* **MATERIALS PROVIDED**
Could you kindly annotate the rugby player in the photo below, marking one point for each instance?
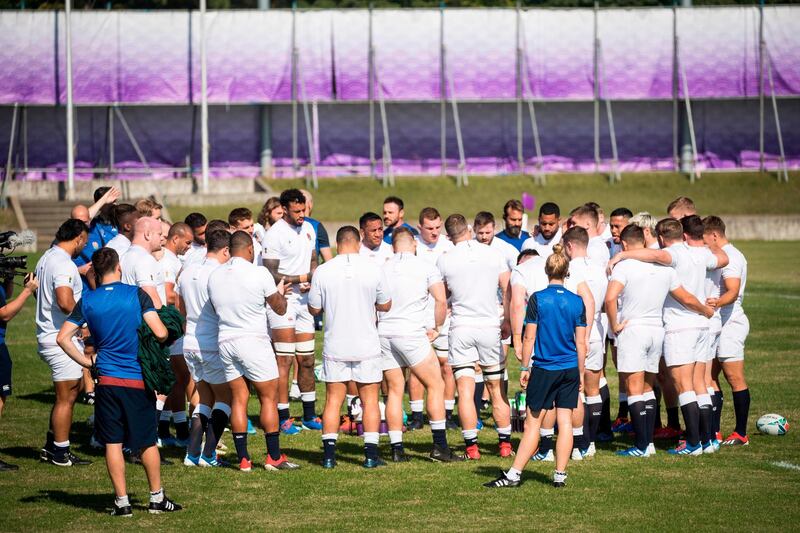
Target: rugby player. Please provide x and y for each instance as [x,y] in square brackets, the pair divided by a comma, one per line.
[240,293]
[201,353]
[473,274]
[735,327]
[406,342]
[547,232]
[290,255]
[60,287]
[373,247]
[687,332]
[349,289]
[556,324]
[394,217]
[513,233]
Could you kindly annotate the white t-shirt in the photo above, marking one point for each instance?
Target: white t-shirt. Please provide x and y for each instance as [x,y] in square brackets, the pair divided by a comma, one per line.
[472,272]
[55,269]
[409,278]
[120,243]
[379,255]
[195,254]
[583,269]
[291,245]
[691,264]
[202,322]
[530,275]
[646,286]
[238,290]
[544,247]
[140,268]
[598,252]
[347,289]
[736,268]
[432,252]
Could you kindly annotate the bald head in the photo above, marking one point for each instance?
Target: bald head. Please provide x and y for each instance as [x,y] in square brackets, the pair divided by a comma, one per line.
[81,212]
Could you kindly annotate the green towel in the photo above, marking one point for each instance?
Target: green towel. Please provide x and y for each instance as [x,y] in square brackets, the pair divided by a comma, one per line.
[154,355]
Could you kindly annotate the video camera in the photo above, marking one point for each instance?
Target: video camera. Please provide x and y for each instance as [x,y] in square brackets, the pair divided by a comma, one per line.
[14,266]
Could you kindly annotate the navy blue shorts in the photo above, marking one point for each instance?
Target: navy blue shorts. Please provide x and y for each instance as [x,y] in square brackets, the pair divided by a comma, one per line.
[549,388]
[5,371]
[124,415]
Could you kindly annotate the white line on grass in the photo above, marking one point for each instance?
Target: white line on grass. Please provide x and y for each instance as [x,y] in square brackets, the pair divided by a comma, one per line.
[785,464]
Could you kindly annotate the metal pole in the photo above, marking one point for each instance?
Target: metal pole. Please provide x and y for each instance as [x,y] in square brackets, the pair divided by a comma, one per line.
[761,46]
[70,127]
[9,162]
[442,93]
[371,96]
[596,96]
[520,152]
[785,175]
[204,144]
[295,54]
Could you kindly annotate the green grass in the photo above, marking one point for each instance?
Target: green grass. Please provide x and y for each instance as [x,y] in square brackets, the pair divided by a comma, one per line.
[345,199]
[739,488]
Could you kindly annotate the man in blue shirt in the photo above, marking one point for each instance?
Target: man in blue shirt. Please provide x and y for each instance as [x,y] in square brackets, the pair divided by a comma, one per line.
[513,233]
[393,213]
[556,324]
[125,413]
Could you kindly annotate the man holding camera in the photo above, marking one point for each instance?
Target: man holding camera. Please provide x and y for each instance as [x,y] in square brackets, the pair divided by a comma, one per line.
[9,310]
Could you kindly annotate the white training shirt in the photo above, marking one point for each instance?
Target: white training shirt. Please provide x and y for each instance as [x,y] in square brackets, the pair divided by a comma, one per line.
[347,289]
[598,252]
[691,264]
[530,275]
[646,286]
[202,322]
[55,269]
[238,290]
[291,245]
[432,252]
[472,272]
[736,268]
[409,278]
[379,255]
[586,270]
[140,268]
[544,247]
[120,243]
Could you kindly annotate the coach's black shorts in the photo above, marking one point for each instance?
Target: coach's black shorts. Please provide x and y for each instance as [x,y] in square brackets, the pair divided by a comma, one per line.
[549,387]
[125,415]
[5,371]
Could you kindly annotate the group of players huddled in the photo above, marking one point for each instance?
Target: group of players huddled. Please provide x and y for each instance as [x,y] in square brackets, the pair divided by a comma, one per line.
[430,310]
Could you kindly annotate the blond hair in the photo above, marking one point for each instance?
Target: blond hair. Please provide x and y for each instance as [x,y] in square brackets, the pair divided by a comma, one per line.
[557,265]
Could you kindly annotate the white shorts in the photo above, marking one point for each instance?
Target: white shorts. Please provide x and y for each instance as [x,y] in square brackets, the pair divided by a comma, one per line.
[731,340]
[297,316]
[367,371]
[685,346]
[639,349]
[405,351]
[596,356]
[251,357]
[475,345]
[205,366]
[62,366]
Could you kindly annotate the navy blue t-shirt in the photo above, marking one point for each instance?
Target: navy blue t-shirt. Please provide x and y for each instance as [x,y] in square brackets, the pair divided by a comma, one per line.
[556,312]
[387,232]
[515,242]
[113,314]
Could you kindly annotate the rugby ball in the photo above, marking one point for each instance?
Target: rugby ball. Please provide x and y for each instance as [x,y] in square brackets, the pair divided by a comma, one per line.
[773,424]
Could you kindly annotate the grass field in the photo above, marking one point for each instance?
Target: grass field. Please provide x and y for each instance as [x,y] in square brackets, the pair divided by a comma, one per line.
[742,488]
[345,199]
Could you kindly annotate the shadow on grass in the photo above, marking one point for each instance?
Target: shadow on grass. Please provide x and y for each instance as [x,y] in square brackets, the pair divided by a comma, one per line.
[490,472]
[98,502]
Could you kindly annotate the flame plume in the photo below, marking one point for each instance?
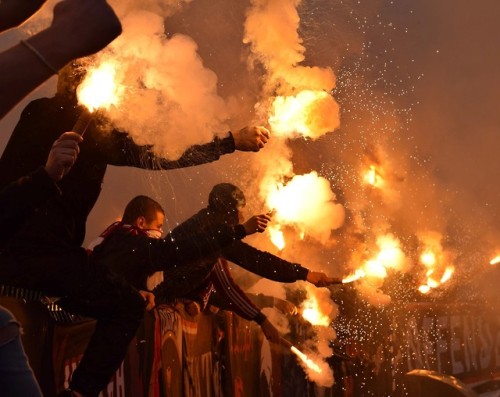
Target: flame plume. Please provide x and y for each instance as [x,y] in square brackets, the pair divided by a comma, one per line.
[310,114]
[99,89]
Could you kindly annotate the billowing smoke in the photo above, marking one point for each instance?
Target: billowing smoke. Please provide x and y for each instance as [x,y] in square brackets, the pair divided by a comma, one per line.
[171,99]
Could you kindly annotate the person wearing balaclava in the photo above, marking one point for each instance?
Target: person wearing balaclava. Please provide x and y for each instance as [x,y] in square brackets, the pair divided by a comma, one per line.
[225,203]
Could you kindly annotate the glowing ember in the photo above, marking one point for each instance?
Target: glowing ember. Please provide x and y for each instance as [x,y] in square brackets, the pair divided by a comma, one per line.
[306,203]
[375,268]
[495,260]
[309,113]
[277,237]
[424,289]
[310,363]
[99,89]
[428,258]
[359,273]
[373,177]
[447,274]
[311,312]
[435,260]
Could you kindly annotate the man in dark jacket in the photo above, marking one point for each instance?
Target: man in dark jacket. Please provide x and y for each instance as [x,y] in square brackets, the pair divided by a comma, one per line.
[44,252]
[16,200]
[224,205]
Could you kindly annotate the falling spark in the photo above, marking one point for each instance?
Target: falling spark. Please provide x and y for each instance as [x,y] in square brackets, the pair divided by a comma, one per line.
[495,260]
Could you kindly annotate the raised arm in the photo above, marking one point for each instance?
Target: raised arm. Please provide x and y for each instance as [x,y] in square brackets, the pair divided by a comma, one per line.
[79,28]
[121,150]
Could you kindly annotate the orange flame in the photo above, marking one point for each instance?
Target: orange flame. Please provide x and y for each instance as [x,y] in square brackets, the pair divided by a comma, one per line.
[310,114]
[495,260]
[310,363]
[373,177]
[358,273]
[312,313]
[276,236]
[99,88]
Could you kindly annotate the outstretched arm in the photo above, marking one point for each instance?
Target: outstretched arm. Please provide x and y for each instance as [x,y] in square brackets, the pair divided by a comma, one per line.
[121,150]
[79,28]
[15,12]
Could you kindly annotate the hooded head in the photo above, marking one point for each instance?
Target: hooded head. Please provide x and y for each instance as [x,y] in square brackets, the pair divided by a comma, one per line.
[70,77]
[226,201]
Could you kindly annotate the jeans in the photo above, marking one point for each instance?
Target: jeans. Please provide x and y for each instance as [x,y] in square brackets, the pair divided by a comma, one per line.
[16,376]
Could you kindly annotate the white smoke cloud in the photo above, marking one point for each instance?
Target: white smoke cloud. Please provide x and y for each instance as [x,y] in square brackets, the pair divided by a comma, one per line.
[171,99]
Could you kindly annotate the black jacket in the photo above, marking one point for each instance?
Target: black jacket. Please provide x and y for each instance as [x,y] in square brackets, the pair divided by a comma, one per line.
[21,198]
[180,281]
[41,123]
[132,258]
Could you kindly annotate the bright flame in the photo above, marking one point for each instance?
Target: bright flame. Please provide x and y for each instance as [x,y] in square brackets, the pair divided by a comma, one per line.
[359,273]
[99,88]
[495,260]
[310,363]
[375,268]
[310,114]
[306,202]
[276,236]
[424,289]
[447,274]
[311,312]
[428,258]
[434,258]
[390,256]
[373,177]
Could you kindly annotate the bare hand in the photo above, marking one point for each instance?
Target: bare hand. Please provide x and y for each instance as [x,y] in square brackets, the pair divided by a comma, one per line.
[256,223]
[63,155]
[270,332]
[251,139]
[149,297]
[320,279]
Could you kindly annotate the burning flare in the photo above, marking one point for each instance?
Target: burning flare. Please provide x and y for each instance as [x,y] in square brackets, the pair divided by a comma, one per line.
[373,177]
[99,88]
[312,313]
[434,260]
[306,360]
[310,114]
[277,237]
[495,260]
[306,203]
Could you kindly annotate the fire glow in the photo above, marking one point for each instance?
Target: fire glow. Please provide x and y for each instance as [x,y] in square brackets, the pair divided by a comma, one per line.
[312,313]
[306,360]
[277,237]
[373,178]
[99,88]
[390,256]
[495,260]
[306,203]
[434,259]
[310,114]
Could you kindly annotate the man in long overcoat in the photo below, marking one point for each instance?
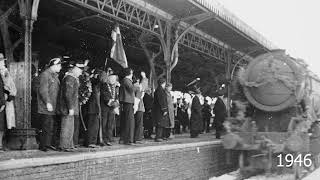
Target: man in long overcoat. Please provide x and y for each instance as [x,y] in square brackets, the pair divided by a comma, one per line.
[160,111]
[220,112]
[69,105]
[126,98]
[108,102]
[47,99]
[2,105]
[94,112]
[147,116]
[196,123]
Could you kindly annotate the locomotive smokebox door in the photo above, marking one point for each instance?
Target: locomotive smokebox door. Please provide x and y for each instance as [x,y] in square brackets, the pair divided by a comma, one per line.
[272,81]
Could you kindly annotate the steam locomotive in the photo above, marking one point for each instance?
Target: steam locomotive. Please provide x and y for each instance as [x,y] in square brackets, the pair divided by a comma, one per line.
[285,100]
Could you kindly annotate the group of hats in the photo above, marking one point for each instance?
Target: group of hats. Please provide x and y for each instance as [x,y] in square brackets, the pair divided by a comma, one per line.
[71,64]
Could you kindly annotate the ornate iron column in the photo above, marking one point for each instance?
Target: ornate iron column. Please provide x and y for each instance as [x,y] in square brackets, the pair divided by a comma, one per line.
[24,137]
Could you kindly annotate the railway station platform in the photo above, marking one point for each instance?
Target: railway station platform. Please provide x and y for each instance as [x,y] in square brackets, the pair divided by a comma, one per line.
[180,158]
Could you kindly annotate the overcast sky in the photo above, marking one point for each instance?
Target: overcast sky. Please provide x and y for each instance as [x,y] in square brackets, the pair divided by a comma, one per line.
[293,25]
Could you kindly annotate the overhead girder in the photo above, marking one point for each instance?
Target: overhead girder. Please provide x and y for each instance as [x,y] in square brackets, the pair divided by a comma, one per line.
[155,24]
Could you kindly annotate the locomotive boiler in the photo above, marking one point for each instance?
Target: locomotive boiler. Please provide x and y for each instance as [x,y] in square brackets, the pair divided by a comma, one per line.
[284,97]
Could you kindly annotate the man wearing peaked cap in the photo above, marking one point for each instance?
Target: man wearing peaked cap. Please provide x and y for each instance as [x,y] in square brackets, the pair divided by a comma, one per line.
[47,97]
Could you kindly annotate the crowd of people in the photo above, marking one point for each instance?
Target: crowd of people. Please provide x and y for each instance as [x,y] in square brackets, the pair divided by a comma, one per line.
[113,105]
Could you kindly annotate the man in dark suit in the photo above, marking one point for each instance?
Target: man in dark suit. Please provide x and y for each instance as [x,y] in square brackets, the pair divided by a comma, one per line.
[69,105]
[47,98]
[147,119]
[160,111]
[220,112]
[126,98]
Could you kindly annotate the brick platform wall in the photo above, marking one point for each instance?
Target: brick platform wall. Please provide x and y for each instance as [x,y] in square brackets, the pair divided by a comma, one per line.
[180,161]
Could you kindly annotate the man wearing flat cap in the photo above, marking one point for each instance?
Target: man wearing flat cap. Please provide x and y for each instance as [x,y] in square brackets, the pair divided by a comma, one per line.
[69,105]
[47,97]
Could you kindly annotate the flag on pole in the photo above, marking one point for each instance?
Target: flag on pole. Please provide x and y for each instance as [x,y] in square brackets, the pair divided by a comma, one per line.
[117,52]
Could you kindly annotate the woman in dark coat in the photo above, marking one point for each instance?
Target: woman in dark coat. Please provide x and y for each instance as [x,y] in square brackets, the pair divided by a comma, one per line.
[160,111]
[196,123]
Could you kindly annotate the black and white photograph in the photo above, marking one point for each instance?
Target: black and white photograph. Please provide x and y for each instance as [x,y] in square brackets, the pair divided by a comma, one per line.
[159,90]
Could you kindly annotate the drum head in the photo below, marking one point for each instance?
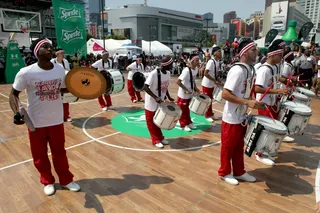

* **EXERCISE GOAL**
Please transcribe exactly the lines above from the line that has "Target: black jacket." up to and including the line that has "Could you kindly annotate the burning"; no other line belongs in the answer.

* **SOLUTION TO THIS EXERCISE**
Target: black jacket. Please provide x and y for each instance as [x,y] in square brackets, the pair divided by a comma, one per line.
[21,198]
[180,281]
[41,123]
[132,258]
Could you kindly annotate the bright flame in the photo above, marking one point for each instance?
Target: bright flame. Please provide x and y for each instance as [x,y] in square brackets, the pair divided by a comma, one per line.
[359,273]
[99,88]
[495,260]
[310,363]
[375,268]
[310,114]
[306,202]
[276,236]
[424,289]
[447,274]
[311,312]
[428,258]
[434,258]
[390,256]
[373,177]
Could you kindly annotate the bare hand in the photo above, marking one point for each instance?
Target: bare hand. Please provide x and y for each instance as [x,y] in square brackets, the pair divided by a comma, one per line.
[256,223]
[63,155]
[270,332]
[251,139]
[149,297]
[320,279]
Could you kindly annotate the burning flare in the photo above, marking one point for each instance?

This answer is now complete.